-- Do this --
The lines to extract start at the one containing "Locate the tree" and end with the last line; give them exactly and nothing more.
....
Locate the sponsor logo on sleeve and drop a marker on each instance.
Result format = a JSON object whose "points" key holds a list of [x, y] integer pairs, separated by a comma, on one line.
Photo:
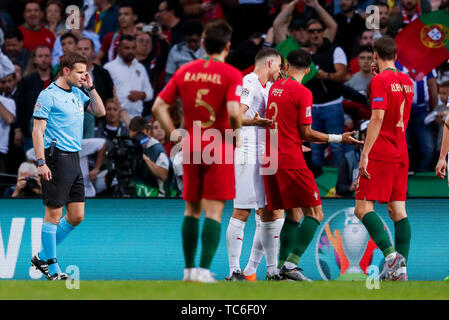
{"points": [[239, 91], [308, 111]]}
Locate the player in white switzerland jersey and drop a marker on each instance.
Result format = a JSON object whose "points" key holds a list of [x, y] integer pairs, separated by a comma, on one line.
{"points": [[250, 190]]}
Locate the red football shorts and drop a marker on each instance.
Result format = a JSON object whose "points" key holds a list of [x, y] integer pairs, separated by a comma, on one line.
{"points": [[291, 188], [212, 182], [388, 182]]}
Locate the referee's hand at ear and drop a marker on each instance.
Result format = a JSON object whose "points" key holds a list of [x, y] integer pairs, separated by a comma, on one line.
{"points": [[44, 172]]}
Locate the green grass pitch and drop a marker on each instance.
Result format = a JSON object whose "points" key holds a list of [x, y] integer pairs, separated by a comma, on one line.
{"points": [[178, 290]]}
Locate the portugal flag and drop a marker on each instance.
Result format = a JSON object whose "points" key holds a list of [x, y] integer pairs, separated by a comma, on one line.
{"points": [[424, 43]]}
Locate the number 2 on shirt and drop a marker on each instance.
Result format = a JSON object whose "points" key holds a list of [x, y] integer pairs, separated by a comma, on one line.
{"points": [[199, 102], [275, 106]]}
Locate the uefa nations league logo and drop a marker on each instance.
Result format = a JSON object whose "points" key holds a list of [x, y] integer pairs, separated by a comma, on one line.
{"points": [[344, 249]]}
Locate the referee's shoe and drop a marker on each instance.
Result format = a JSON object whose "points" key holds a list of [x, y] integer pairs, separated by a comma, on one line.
{"points": [[40, 265]]}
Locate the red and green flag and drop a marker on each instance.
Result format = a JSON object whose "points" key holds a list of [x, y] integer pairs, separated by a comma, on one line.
{"points": [[290, 44], [424, 43]]}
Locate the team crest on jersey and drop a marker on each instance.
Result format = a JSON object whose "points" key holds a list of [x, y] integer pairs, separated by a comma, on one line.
{"points": [[435, 35], [239, 91]]}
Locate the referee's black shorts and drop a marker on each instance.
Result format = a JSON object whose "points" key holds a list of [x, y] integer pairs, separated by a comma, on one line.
{"points": [[66, 184]]}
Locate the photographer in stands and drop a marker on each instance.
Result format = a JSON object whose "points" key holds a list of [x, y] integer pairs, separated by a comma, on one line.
{"points": [[151, 175]]}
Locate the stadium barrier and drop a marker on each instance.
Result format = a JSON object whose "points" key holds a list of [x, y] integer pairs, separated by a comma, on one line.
{"points": [[122, 239]]}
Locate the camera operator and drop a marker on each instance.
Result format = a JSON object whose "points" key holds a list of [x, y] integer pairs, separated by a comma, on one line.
{"points": [[151, 175], [28, 182]]}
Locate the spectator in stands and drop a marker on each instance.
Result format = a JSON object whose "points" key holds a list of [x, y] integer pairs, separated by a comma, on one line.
{"points": [[186, 51], [350, 26], [169, 15], [8, 85], [34, 34], [348, 170], [243, 56], [366, 39], [35, 80], [151, 176], [14, 47], [327, 111], [408, 11], [69, 43], [15, 149], [127, 19], [7, 117], [250, 16], [115, 123], [105, 19], [383, 20], [101, 77], [78, 33], [356, 100], [18, 71], [361, 79], [28, 182], [130, 77], [419, 135], [102, 82], [54, 17]]}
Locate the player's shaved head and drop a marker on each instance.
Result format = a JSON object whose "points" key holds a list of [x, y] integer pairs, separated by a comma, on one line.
{"points": [[217, 34], [267, 53], [385, 48], [299, 59]]}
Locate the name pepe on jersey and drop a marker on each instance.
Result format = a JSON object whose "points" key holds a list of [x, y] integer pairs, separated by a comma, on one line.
{"points": [[204, 140]]}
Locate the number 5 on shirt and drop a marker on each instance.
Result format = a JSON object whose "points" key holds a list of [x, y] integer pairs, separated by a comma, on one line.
{"points": [[275, 106], [199, 102]]}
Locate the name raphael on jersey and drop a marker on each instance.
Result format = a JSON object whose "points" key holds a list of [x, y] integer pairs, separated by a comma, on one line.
{"points": [[202, 77]]}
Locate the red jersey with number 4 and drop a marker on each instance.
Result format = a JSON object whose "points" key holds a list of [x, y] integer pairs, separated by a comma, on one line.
{"points": [[289, 106], [205, 86], [392, 91]]}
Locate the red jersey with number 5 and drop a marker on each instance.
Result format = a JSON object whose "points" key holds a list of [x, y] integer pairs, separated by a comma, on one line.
{"points": [[289, 106], [392, 91], [205, 86]]}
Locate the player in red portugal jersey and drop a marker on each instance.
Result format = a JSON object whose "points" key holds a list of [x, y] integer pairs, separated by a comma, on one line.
{"points": [[291, 186], [210, 93], [383, 167]]}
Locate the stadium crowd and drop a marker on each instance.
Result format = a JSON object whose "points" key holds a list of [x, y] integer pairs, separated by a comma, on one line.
{"points": [[134, 47]]}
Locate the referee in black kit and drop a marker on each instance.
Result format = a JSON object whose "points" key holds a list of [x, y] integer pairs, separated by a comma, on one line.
{"points": [[57, 137]]}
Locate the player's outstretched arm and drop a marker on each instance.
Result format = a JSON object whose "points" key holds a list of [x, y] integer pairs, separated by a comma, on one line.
{"points": [[310, 135], [440, 169], [39, 126], [235, 116], [374, 126]]}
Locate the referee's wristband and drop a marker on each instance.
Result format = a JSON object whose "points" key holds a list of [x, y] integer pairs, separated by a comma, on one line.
{"points": [[335, 138]]}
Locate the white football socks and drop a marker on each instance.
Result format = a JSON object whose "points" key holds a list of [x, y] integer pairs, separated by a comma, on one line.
{"points": [[234, 240], [270, 232], [256, 251]]}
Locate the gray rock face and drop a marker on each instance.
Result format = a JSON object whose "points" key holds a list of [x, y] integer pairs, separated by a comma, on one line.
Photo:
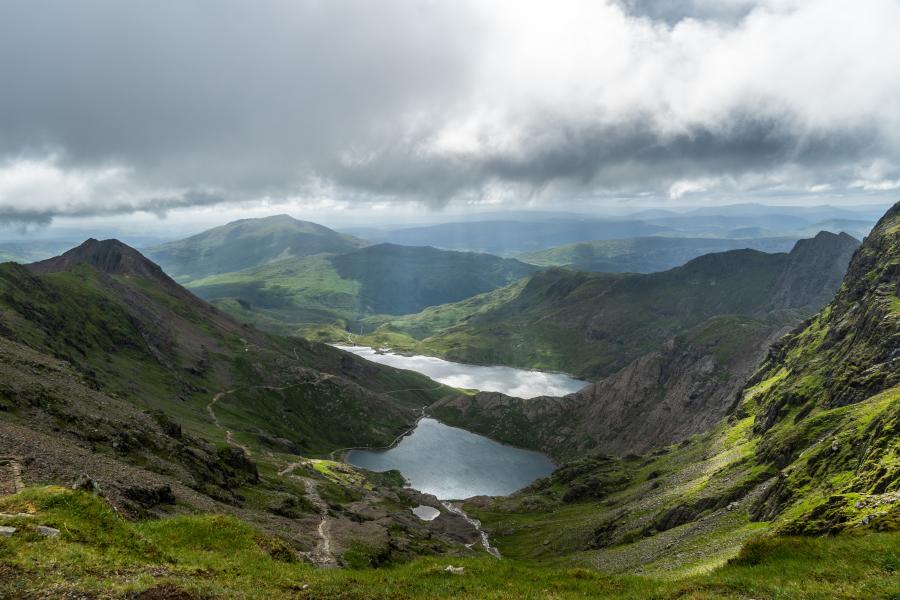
{"points": [[658, 399]]}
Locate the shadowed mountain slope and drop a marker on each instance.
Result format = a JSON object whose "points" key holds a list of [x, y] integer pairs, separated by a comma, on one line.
{"points": [[248, 243]]}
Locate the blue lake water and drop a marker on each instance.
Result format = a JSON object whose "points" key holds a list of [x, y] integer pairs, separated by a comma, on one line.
{"points": [[453, 463]]}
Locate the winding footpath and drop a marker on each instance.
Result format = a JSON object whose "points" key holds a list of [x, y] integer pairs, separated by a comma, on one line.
{"points": [[229, 437], [322, 555]]}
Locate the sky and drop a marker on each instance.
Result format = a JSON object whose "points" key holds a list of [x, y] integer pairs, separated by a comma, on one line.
{"points": [[165, 114]]}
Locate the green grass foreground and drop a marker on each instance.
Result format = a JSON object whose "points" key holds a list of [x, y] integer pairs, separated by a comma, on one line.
{"points": [[99, 554]]}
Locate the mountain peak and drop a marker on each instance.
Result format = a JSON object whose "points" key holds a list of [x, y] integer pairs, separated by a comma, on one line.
{"points": [[108, 256]]}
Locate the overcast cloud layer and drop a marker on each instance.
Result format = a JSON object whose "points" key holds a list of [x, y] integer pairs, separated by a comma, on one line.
{"points": [[114, 107]]}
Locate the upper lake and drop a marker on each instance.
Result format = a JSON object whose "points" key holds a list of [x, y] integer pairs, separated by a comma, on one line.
{"points": [[453, 463], [521, 383]]}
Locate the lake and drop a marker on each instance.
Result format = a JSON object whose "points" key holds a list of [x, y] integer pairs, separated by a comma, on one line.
{"points": [[453, 463], [521, 383]]}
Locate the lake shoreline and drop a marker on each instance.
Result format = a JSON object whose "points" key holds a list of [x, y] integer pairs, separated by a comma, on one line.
{"points": [[511, 381], [454, 464]]}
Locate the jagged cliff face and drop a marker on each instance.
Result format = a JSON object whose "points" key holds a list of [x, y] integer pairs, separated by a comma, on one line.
{"points": [[593, 324], [687, 385], [812, 447], [663, 397], [827, 400]]}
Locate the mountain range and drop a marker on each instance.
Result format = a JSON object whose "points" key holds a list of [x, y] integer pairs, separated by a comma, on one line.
{"points": [[178, 453], [592, 324]]}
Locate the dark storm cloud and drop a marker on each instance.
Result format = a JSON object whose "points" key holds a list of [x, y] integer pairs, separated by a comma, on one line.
{"points": [[621, 156], [110, 107]]}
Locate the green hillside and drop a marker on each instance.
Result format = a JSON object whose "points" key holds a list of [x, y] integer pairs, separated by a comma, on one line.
{"points": [[811, 448], [593, 324], [247, 243], [645, 254], [346, 287]]}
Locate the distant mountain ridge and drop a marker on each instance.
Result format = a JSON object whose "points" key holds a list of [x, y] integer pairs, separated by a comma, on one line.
{"points": [[379, 279], [248, 243], [592, 324], [645, 254]]}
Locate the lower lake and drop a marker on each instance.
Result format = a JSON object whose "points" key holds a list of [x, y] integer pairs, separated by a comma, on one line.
{"points": [[453, 463]]}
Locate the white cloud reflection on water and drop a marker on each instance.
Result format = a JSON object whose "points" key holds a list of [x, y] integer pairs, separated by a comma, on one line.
{"points": [[521, 383]]}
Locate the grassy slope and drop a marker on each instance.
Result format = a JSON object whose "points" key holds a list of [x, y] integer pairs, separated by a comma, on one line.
{"points": [[644, 254], [593, 324], [247, 243], [139, 342], [101, 555], [813, 447]]}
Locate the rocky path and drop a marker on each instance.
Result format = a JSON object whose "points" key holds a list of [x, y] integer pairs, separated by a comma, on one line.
{"points": [[10, 475], [322, 554], [229, 437], [485, 540]]}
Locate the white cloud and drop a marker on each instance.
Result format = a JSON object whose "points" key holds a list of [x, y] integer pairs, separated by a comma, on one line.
{"points": [[429, 102]]}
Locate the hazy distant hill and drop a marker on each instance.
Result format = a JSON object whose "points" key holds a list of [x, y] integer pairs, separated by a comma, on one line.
{"points": [[384, 278], [30, 251], [248, 243], [518, 234], [645, 254]]}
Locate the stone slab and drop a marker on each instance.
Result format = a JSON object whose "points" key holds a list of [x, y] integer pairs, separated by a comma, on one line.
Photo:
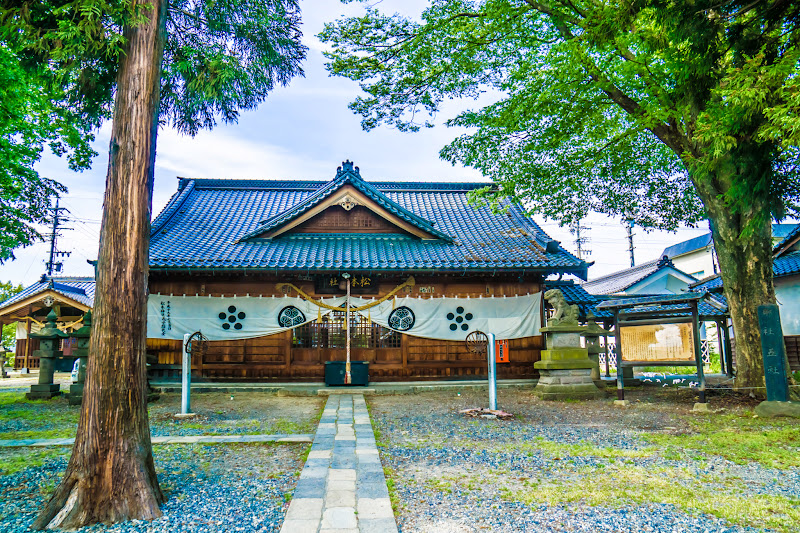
{"points": [[374, 508], [305, 509], [339, 518], [300, 526]]}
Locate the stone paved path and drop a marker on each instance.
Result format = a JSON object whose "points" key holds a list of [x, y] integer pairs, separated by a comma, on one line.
{"points": [[188, 439], [342, 487]]}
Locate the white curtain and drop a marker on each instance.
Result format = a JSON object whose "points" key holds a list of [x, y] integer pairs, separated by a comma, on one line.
{"points": [[453, 319], [228, 318], [221, 318]]}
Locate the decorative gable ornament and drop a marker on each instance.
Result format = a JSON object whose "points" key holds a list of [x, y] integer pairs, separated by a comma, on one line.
{"points": [[348, 203]]}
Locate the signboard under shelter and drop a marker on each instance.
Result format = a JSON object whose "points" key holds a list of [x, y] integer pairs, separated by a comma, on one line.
{"points": [[658, 343]]}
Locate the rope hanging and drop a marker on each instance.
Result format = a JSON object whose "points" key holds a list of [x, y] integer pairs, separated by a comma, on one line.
{"points": [[407, 283]]}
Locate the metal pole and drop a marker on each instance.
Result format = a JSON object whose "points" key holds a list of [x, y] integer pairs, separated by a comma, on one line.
{"points": [[492, 352], [347, 377], [697, 353], [186, 377]]}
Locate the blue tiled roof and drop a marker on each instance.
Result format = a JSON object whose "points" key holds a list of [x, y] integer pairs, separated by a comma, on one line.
{"points": [[348, 175], [622, 280], [79, 289], [688, 246], [789, 237], [203, 225], [711, 283], [786, 265], [577, 295]]}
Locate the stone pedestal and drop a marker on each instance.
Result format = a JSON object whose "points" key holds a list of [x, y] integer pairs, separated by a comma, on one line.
{"points": [[49, 339], [565, 371], [592, 334]]}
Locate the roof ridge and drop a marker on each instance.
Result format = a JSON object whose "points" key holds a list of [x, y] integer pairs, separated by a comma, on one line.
{"points": [[654, 262], [347, 174], [393, 184]]}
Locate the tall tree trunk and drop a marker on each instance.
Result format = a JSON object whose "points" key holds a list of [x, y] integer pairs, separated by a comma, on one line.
{"points": [[111, 476], [744, 251]]}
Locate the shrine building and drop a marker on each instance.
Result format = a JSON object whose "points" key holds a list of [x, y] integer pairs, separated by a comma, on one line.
{"points": [[260, 267]]}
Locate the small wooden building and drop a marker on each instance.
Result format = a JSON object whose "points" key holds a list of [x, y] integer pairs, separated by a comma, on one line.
{"points": [[69, 296], [223, 247]]}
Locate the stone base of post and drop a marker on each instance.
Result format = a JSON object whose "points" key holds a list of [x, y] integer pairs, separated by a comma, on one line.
{"points": [[44, 391], [75, 394]]}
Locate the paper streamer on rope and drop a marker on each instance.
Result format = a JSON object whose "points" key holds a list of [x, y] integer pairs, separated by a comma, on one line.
{"points": [[229, 318], [454, 318]]}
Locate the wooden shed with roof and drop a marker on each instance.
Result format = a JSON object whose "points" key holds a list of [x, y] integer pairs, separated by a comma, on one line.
{"points": [[258, 267], [69, 296]]}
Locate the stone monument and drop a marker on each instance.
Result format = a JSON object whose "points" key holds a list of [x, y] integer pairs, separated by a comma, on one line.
{"points": [[81, 351], [565, 371], [49, 339]]}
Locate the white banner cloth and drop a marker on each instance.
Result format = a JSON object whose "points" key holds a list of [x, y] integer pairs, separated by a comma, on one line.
{"points": [[244, 317], [228, 318], [512, 317]]}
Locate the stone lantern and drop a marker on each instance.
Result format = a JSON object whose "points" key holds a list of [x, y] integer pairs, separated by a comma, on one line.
{"points": [[565, 370], [81, 351], [49, 343], [592, 333]]}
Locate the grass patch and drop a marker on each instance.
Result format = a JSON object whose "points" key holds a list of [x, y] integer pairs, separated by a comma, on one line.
{"points": [[584, 449], [740, 438], [20, 458], [620, 485]]}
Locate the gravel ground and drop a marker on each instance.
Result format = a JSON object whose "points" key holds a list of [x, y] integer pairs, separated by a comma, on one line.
{"points": [[217, 488], [456, 474], [237, 414], [217, 414], [209, 488]]}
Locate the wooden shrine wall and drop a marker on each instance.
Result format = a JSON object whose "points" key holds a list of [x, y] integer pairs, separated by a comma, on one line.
{"points": [[275, 358]]}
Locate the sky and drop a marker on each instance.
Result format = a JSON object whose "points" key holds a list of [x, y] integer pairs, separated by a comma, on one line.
{"points": [[302, 131]]}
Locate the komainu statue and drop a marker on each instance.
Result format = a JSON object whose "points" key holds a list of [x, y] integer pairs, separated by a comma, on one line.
{"points": [[565, 315]]}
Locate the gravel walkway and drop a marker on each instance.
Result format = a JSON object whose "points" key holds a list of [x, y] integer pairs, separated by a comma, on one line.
{"points": [[456, 474]]}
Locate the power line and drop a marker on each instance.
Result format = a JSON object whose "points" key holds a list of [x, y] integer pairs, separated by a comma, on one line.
{"points": [[579, 241], [630, 241], [52, 264]]}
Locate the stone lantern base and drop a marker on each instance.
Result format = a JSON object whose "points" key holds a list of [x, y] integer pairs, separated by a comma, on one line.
{"points": [[565, 371]]}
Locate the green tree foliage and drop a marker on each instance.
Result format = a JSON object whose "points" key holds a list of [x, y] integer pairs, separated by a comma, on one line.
{"points": [[9, 336], [660, 112]]}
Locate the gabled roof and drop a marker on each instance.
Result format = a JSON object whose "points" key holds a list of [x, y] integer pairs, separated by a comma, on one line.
{"points": [[575, 294], [347, 174], [211, 225], [624, 279], [697, 243], [708, 306], [77, 289], [786, 265], [712, 283], [791, 238]]}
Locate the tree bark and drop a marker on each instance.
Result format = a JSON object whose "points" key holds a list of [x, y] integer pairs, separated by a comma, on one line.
{"points": [[111, 476], [744, 251]]}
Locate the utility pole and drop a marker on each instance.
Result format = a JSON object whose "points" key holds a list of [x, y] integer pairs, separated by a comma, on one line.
{"points": [[630, 241], [52, 264], [579, 240]]}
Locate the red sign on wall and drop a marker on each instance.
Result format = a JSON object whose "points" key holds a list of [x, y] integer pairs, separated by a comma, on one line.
{"points": [[501, 352]]}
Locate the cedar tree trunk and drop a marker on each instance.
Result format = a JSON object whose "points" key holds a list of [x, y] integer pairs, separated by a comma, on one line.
{"points": [[111, 476], [744, 251]]}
....
-- The completed task --
Locate the tree bark and drop a marker on each instance.
Result format = a JSON object whose "points" key holds a list of [x, y] integer pairs, separated by a comma, on one line.
{"points": [[111, 476], [744, 251]]}
Locate the utility pole and drop a marker on each instance.
Result format = a JSON object whose "points" key holds a list of [x, y] integer pairs, separated by a comma, on one line.
{"points": [[630, 241], [52, 264], [579, 240]]}
Locate the red sign on wall and drop a marker on each instance.
Result format = a JSON object whose "points" key holds a list of [x, y] integer pairs, separated by a comma, on one line.
{"points": [[501, 352]]}
Locate the cedar tree trunk and drop a marker on each instance.
Result format = a JSON object whose "points" key holds a list of [x, y] integer pairs, separated by a comma, on one line.
{"points": [[111, 476], [744, 251]]}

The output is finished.